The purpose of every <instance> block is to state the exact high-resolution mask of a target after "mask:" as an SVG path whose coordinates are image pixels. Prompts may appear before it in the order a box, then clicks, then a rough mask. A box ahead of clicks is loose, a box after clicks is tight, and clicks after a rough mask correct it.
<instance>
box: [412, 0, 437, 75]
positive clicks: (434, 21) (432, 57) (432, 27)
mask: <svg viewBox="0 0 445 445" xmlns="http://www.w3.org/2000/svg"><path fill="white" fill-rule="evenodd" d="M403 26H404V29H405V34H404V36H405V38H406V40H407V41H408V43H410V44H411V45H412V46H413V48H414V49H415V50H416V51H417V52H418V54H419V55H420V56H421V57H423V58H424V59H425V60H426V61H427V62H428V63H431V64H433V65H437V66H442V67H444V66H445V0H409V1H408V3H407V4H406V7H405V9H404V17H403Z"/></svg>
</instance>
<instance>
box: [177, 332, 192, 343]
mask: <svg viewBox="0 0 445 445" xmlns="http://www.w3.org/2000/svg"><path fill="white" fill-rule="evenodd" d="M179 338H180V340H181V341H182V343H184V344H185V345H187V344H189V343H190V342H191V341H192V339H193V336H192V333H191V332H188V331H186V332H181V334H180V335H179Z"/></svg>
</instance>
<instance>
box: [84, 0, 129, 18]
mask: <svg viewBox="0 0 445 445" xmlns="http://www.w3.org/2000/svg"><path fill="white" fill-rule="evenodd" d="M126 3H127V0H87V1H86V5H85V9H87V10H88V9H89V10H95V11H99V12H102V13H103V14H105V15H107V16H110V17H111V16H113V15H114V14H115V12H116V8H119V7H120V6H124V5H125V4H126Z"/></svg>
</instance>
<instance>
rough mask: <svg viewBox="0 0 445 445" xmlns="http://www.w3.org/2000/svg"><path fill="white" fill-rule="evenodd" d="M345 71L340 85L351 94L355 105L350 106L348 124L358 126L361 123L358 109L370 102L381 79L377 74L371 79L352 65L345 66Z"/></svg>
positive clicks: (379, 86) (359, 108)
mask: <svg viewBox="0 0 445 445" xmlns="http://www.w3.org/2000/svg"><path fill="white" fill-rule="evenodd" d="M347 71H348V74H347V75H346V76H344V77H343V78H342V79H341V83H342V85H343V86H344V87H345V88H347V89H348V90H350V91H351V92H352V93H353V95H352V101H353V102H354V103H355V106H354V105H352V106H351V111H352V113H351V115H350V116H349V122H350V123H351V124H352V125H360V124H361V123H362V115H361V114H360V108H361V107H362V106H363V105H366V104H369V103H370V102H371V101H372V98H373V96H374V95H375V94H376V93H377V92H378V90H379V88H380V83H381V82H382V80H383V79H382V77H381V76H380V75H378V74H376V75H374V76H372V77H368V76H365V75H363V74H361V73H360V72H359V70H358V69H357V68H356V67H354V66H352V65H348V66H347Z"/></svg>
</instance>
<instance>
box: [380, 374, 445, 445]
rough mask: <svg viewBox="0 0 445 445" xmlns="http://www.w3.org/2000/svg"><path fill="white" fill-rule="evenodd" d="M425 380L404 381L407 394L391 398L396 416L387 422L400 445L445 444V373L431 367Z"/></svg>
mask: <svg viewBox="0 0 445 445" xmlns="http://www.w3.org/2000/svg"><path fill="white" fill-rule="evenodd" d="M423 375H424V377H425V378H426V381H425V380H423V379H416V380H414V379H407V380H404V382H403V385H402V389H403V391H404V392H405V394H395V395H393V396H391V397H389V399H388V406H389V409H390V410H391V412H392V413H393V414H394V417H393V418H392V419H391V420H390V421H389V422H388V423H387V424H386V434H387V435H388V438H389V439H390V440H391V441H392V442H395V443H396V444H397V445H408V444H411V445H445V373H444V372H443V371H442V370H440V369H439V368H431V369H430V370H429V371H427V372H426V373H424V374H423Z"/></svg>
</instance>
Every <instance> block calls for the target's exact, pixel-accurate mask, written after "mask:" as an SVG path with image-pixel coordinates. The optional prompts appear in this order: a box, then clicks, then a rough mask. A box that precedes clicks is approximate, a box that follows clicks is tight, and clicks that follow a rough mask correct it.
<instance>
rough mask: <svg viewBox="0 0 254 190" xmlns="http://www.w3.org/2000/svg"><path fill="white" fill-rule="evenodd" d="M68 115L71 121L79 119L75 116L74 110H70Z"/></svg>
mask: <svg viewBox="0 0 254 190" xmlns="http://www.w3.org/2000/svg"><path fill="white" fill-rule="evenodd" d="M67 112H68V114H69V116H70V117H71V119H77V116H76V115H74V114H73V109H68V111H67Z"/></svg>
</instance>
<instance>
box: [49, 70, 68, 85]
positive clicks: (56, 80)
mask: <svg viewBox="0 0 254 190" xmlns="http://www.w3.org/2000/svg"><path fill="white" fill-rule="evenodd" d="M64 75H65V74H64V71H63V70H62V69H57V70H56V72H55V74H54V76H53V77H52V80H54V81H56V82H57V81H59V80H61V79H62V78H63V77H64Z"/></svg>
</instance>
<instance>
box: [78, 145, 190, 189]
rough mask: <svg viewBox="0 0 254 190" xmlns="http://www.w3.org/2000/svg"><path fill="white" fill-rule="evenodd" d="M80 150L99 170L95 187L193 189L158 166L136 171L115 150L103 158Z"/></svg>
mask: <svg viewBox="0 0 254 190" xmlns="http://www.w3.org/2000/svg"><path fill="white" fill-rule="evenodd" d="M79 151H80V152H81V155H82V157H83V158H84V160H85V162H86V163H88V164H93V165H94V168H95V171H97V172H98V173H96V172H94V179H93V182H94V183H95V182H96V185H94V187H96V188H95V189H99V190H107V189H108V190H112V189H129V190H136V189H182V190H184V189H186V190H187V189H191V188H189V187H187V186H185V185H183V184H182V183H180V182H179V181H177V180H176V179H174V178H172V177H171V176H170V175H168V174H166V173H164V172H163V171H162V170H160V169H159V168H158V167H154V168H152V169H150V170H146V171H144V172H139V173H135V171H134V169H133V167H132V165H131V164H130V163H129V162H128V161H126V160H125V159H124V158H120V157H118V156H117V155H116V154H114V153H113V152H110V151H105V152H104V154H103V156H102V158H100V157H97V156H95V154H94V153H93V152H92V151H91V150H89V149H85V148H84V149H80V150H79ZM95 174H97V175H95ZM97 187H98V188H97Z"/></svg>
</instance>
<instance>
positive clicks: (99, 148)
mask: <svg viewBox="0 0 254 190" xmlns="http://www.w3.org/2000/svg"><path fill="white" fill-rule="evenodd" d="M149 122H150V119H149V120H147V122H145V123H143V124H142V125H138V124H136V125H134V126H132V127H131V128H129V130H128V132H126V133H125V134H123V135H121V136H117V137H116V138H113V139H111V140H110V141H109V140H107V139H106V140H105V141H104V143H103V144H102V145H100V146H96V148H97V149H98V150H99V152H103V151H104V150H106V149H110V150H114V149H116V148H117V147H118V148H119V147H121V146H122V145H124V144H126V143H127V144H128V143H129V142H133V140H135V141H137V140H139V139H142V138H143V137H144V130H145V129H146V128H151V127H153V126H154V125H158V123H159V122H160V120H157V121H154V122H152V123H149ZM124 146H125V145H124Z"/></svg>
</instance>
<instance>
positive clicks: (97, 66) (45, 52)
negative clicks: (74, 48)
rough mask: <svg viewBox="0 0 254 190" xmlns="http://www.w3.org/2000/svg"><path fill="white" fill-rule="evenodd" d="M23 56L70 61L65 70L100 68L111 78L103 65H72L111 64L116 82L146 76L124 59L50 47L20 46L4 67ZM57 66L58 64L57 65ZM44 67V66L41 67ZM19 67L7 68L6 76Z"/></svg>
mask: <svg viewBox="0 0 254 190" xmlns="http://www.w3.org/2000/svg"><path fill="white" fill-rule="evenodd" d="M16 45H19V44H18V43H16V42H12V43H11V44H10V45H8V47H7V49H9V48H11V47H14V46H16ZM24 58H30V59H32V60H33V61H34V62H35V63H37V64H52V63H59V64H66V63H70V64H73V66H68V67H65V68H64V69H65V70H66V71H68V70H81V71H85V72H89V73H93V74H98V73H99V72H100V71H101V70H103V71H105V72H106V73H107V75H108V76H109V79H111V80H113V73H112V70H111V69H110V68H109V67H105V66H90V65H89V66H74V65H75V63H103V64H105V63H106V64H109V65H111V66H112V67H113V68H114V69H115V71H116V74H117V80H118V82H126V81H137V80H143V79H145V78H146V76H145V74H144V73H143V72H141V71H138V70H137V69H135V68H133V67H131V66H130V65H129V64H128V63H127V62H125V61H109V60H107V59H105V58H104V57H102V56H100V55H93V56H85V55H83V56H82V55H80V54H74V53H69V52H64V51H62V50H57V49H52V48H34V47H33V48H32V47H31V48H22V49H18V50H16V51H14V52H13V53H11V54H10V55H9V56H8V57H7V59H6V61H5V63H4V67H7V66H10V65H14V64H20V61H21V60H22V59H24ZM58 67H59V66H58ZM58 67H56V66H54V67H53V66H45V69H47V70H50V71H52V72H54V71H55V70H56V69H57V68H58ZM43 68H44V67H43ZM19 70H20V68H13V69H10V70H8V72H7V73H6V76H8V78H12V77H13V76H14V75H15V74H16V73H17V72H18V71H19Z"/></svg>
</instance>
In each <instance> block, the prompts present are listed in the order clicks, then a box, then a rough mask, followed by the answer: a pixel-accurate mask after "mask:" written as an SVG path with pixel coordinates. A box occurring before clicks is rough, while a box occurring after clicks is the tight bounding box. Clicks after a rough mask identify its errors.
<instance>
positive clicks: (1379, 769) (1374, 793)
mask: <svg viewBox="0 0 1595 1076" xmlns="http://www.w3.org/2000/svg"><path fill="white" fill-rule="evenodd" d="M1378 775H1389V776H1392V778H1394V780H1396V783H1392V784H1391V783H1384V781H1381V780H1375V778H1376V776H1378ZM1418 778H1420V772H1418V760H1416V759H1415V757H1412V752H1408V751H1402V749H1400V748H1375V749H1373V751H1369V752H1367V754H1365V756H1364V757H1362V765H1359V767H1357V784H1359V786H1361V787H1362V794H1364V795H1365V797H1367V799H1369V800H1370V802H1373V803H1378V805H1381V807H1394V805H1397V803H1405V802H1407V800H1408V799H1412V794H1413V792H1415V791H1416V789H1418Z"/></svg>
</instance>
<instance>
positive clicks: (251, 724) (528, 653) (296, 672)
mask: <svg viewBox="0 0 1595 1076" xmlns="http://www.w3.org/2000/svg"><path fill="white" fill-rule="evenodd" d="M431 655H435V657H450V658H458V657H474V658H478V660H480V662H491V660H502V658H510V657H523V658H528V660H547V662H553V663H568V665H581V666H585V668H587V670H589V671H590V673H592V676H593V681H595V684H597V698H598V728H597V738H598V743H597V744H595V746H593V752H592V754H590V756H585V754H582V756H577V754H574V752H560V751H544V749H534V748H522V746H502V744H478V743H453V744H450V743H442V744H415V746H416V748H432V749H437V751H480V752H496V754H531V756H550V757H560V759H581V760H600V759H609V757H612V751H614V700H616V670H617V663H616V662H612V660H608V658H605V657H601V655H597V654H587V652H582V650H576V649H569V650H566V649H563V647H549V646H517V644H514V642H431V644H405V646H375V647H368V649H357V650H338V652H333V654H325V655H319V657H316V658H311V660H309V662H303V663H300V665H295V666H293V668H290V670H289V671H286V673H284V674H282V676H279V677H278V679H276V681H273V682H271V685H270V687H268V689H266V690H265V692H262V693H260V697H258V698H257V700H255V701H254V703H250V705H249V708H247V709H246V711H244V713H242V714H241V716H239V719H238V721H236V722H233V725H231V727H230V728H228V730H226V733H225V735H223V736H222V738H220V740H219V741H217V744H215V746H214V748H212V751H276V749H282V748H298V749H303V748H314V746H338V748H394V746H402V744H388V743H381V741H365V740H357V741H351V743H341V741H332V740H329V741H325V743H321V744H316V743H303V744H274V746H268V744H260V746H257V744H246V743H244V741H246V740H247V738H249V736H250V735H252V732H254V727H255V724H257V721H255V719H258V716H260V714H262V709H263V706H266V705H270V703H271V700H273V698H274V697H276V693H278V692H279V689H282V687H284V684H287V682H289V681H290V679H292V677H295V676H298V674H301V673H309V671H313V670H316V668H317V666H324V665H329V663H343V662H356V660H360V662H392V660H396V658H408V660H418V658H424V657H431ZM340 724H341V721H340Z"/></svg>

▶ The problem
Give back exactly the lines above starting at the line where "positive clicks: (99, 148)" appears and ending at the line where "negative clicks: (74, 48)" appears, both included, with no other lines.

▶ Written solution
positive clicks: (99, 148)
mask: <svg viewBox="0 0 254 190" xmlns="http://www.w3.org/2000/svg"><path fill="white" fill-rule="evenodd" d="M149 122H150V119H149V120H147V122H145V123H143V124H142V125H138V124H136V125H134V126H132V127H131V128H129V130H128V132H126V133H125V134H123V135H121V136H117V137H116V138H113V139H111V140H110V141H109V140H107V139H106V140H105V141H104V143H103V144H102V145H100V146H96V148H97V149H98V150H99V152H103V151H104V150H106V149H110V150H114V149H116V148H117V147H118V148H119V147H121V146H122V145H124V144H126V143H127V144H128V143H129V142H133V140H135V141H137V140H139V139H142V138H143V137H144V130H145V129H146V128H151V127H153V126H154V125H158V123H159V122H160V120H157V121H154V122H152V123H149ZM124 146H125V145H124Z"/></svg>
</instance>
<instance>
positive clicks: (97, 66) (45, 52)
negative clicks: (74, 48)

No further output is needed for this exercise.